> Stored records
○ ○ ○ ○ ○ ○ ○

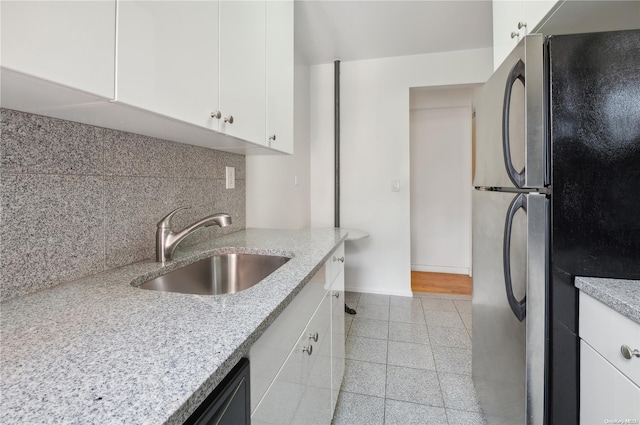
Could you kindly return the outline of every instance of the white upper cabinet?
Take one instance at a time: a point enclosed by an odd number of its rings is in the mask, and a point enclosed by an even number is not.
[[[293,153],[293,1],[267,2],[267,146]]]
[[[245,155],[293,151],[292,0],[0,8],[2,107]]]
[[[527,34],[536,32],[557,0],[493,0],[493,69]]]
[[[266,2],[220,2],[220,131],[266,145]]]
[[[564,0],[524,0],[522,2],[522,19],[527,24],[528,33],[537,33],[544,23],[543,19],[556,5],[560,6]]]
[[[522,14],[522,3],[519,1],[493,2],[493,69],[497,69],[511,50],[520,41],[518,23]]]
[[[631,30],[638,16],[638,1],[493,0],[494,69],[527,34]]]
[[[114,97],[116,2],[0,3],[2,68]]]
[[[218,129],[218,2],[120,1],[116,100]]]

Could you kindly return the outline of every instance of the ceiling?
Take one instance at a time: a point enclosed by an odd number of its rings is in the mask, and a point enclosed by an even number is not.
[[[295,0],[295,39],[309,65],[491,47],[491,1]]]

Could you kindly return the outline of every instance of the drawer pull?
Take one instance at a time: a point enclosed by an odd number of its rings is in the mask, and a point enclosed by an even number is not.
[[[311,355],[311,353],[313,353],[313,345],[309,345],[302,347],[302,352],[303,353],[307,353],[308,355]]]
[[[344,257],[336,257],[336,256],[334,256],[334,257],[333,257],[333,261],[334,261],[334,262],[336,262],[336,261],[340,261],[341,263],[344,263]]]
[[[627,360],[631,360],[631,358],[634,356],[640,357],[640,350],[632,350],[628,345],[623,345],[622,347],[620,347],[620,352],[622,353],[622,357]]]
[[[336,298],[340,298],[340,292],[334,292],[333,296],[336,297]]]
[[[313,332],[309,334],[309,339],[312,339],[313,342],[318,342],[318,332]],[[309,353],[311,354],[311,353]]]

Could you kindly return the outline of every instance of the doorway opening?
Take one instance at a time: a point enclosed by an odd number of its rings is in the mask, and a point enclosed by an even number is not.
[[[414,292],[471,294],[474,88],[410,91]]]

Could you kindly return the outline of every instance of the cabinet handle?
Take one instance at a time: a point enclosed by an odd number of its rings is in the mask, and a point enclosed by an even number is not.
[[[520,33],[519,32],[515,32],[515,31],[511,31],[511,38],[516,38],[516,37],[520,37]]]
[[[222,117],[222,113],[220,111],[215,111],[211,113],[211,118],[220,119]]]
[[[276,141],[276,135],[272,134],[271,136],[269,136],[269,140],[275,142]]]
[[[622,357],[627,360],[631,360],[631,358],[634,356],[640,357],[640,350],[632,350],[628,345],[623,345],[622,347],[620,347],[620,352],[622,353]]]
[[[518,29],[521,30],[522,28],[526,28],[527,27],[527,23],[526,22],[518,22]]]
[[[233,115],[229,115],[228,117],[224,117],[224,122],[228,122],[229,124],[233,124]]]
[[[340,292],[334,292],[333,296],[336,297],[336,298],[340,298]]]
[[[313,342],[318,342],[318,332],[312,332],[309,334],[309,339],[312,339]],[[311,354],[311,353],[309,353]]]
[[[313,353],[313,345],[309,345],[302,347],[302,352],[303,353],[307,353],[308,355],[311,355],[311,353]]]
[[[334,261],[334,262],[336,262],[336,261],[340,261],[341,263],[344,263],[344,257],[336,257],[336,256],[334,256],[334,257],[333,257],[333,261]]]

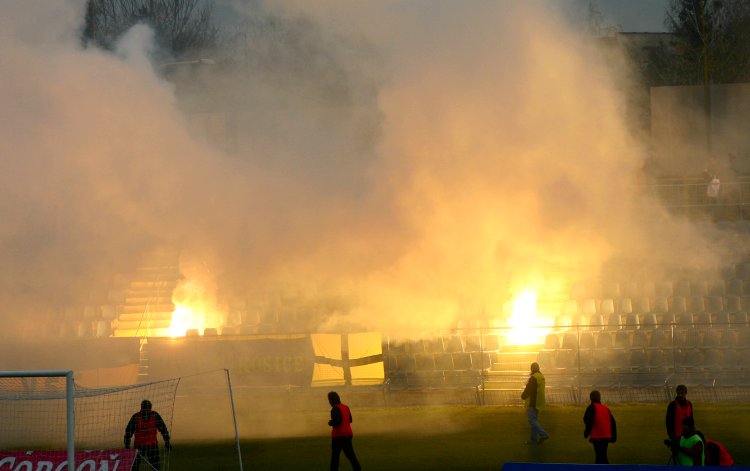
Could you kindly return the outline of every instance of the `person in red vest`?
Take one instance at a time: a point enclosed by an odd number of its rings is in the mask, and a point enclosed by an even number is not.
[[[667,406],[667,436],[672,442],[679,441],[682,436],[682,422],[690,417],[695,421],[693,417],[693,403],[688,401],[687,386],[680,384],[675,390],[677,396],[674,401],[670,402]]]
[[[132,469],[140,469],[141,461],[145,458],[153,469],[160,469],[159,462],[159,442],[156,439],[156,432],[160,432],[164,438],[164,448],[167,451],[172,449],[169,441],[169,431],[167,425],[158,412],[151,410],[151,401],[144,399],[141,401],[141,410],[130,417],[127,427],[125,427],[125,448],[130,448],[130,439],[133,439],[133,447],[137,450],[135,461]]]
[[[734,466],[734,458],[724,445],[714,440],[707,440],[700,430],[695,432],[706,445],[706,466]]]
[[[328,403],[331,404],[331,420],[328,425],[331,429],[331,471],[339,469],[339,457],[341,452],[352,464],[354,471],[360,471],[362,467],[357,461],[357,455],[352,446],[352,412],[349,407],[341,403],[339,394],[335,391],[328,393]]]
[[[594,446],[596,464],[609,464],[607,458],[607,447],[610,443],[617,441],[617,422],[609,407],[602,404],[602,396],[599,391],[591,391],[589,394],[591,404],[583,414],[583,438],[588,438]]]

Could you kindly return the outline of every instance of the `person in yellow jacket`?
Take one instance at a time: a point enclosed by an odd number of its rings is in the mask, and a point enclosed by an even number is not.
[[[680,448],[677,451],[677,464],[680,466],[705,466],[706,452],[703,440],[696,433],[695,421],[692,417],[685,417],[682,421],[682,436]]]
[[[544,408],[544,375],[539,371],[539,363],[531,364],[531,375],[526,387],[521,393],[521,399],[526,403],[526,418],[531,426],[531,436],[527,445],[541,445],[549,438],[549,434],[539,423],[539,410]]]
[[[609,464],[607,448],[610,443],[617,441],[617,422],[609,407],[602,404],[602,395],[593,390],[589,393],[591,404],[583,414],[583,438],[588,438],[594,446],[594,462],[596,464]]]

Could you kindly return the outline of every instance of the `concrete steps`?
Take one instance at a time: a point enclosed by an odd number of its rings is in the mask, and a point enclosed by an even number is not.
[[[121,277],[114,336],[168,337],[175,309],[172,292],[181,278],[178,251],[163,249],[145,256],[133,273]]]

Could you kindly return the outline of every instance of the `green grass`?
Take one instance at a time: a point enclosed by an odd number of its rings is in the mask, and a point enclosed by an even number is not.
[[[610,405],[617,419],[618,441],[609,448],[611,463],[667,463],[664,405]],[[594,452],[583,438],[585,407],[551,406],[540,421],[551,438],[528,446],[525,410],[519,407],[410,407],[356,409],[354,448],[366,470],[499,470],[504,462],[593,463]],[[309,413],[320,418],[319,434],[244,440],[244,469],[328,469],[330,453],[327,409]],[[701,405],[698,429],[724,443],[740,465],[750,463],[750,405]],[[284,417],[279,417],[283,421]],[[300,420],[296,418],[295,420]],[[283,425],[283,422],[282,422]],[[175,439],[170,469],[236,470],[233,444],[180,444]],[[342,455],[342,470],[351,469]]]

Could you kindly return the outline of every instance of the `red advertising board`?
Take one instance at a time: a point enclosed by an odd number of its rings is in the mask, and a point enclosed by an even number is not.
[[[76,451],[75,471],[130,471],[135,450]],[[0,471],[69,471],[68,452],[60,450],[0,452]]]

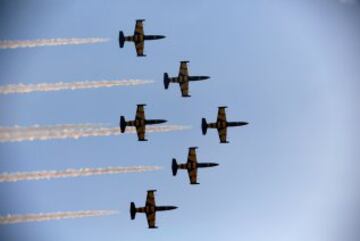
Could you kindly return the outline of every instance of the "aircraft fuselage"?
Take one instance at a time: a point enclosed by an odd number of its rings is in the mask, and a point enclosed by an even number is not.
[[[186,76],[186,75],[180,75],[178,77],[171,77],[169,78],[170,83],[186,83],[189,81],[201,81],[209,79],[209,76]]]
[[[183,164],[179,164],[179,169],[187,169],[187,170],[193,170],[196,168],[205,168],[205,167],[215,167],[218,166],[218,163],[212,163],[212,162],[187,162]]]
[[[147,205],[145,207],[139,207],[136,208],[137,213],[146,213],[146,214],[152,214],[155,212],[161,212],[161,211],[170,211],[173,209],[176,209],[176,206],[154,206],[154,205]]]
[[[165,123],[166,120],[162,119],[152,119],[152,120],[145,120],[142,118],[136,118],[134,121],[127,121],[127,126],[135,126],[135,127],[143,127],[145,125],[155,125],[155,124],[161,124]]]
[[[232,122],[227,122],[227,121],[217,121],[215,123],[209,123],[208,124],[208,128],[215,128],[215,129],[224,129],[227,127],[235,127],[235,126],[244,126],[249,124],[248,122],[245,121],[232,121]]]
[[[163,38],[165,38],[165,36],[163,36],[163,35],[135,34],[135,35],[132,35],[132,36],[126,36],[125,41],[140,43],[140,42],[143,42],[145,40],[158,40],[158,39],[163,39]]]

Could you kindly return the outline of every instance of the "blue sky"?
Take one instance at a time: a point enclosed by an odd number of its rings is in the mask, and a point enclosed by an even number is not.
[[[0,96],[0,125],[110,123],[146,103],[148,117],[191,125],[182,132],[0,144],[0,171],[159,165],[144,174],[2,183],[0,214],[117,209],[111,217],[0,226],[6,240],[358,240],[360,6],[336,0],[299,1],[1,1],[0,39],[105,37],[109,43],[0,51],[0,83],[150,79],[152,85]],[[119,30],[164,40],[145,43],[146,58],[131,44],[118,49]],[[211,79],[180,98],[162,75]],[[200,120],[250,125],[201,135]],[[201,185],[170,162],[185,161],[199,146]],[[130,201],[179,209],[131,221]]]

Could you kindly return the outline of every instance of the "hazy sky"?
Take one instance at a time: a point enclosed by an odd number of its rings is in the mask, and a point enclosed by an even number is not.
[[[345,3],[347,2],[347,3]],[[352,2],[352,3],[350,3]],[[0,126],[110,123],[133,117],[191,125],[181,132],[0,144],[0,171],[157,165],[161,171],[0,183],[0,214],[116,209],[119,214],[0,226],[17,240],[355,241],[359,212],[360,5],[338,0],[248,1],[0,1],[0,39],[104,37],[108,43],[0,50],[0,83],[144,79],[154,84],[0,96]],[[146,58],[132,44],[118,48],[118,31],[133,33],[145,18]],[[165,91],[163,72],[179,61],[211,79]],[[201,135],[201,117],[250,125]],[[171,176],[171,159],[198,146],[200,185],[185,172]],[[129,204],[179,209],[129,217]]]

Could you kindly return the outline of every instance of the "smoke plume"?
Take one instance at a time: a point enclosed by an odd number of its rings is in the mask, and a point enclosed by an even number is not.
[[[189,127],[182,125],[159,125],[147,126],[146,132],[169,132],[186,129],[189,129]],[[136,133],[136,129],[134,127],[126,128],[125,133]],[[0,127],[0,142],[79,139],[81,137],[112,135],[120,135],[120,129],[118,127],[109,127],[109,125],[105,124]]]
[[[49,92],[60,90],[94,89],[115,86],[132,86],[150,84],[150,80],[102,80],[102,81],[78,81],[57,82],[39,84],[11,84],[0,86],[0,94],[24,94],[31,92]]]
[[[107,38],[55,38],[35,40],[1,40],[0,49],[34,48],[43,46],[96,44],[109,41]]]
[[[85,177],[94,175],[109,175],[123,173],[141,173],[160,170],[158,166],[133,166],[133,167],[106,167],[106,168],[81,168],[66,169],[61,171],[37,171],[37,172],[15,172],[0,173],[1,182],[33,181],[43,179],[56,179],[67,177]]]
[[[87,210],[87,211],[74,211],[74,212],[56,212],[56,213],[36,213],[24,215],[6,215],[0,216],[0,224],[14,224],[26,222],[44,222],[51,220],[61,220],[70,218],[87,218],[109,216],[117,214],[115,210]]]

○ ○ ○ ○ ○ ○ ○

Leave out the pictures and restate, word for word, the lines from the top of the data through the line containing "of the ceiling?", both included.

> Output for this exercise
Could you kindly return the outline of every instance of the white upper cabinet?
Take one instance at a time: a point enclosed by an odd number of its rings is in the mask, and a point enclosed by an even number is not.
[[[293,153],[293,1],[267,2],[267,146]]]
[[[245,155],[293,151],[292,0],[0,8],[2,107]]]
[[[527,34],[536,32],[557,0],[493,0],[493,69]]]
[[[266,2],[220,2],[220,131],[266,145]]]
[[[564,0],[524,0],[522,2],[522,19],[527,24],[528,33],[537,33],[544,23],[543,19],[556,5],[560,6]]]
[[[522,14],[522,3],[519,1],[493,2],[493,69],[497,69],[511,50],[520,41],[518,23]]]
[[[631,30],[638,16],[638,1],[493,0],[494,69],[527,34]]]
[[[114,97],[116,2],[0,3],[2,68]]]
[[[218,129],[218,2],[120,1],[116,100]]]

Could you kindly return the outline of every instance of the ceiling?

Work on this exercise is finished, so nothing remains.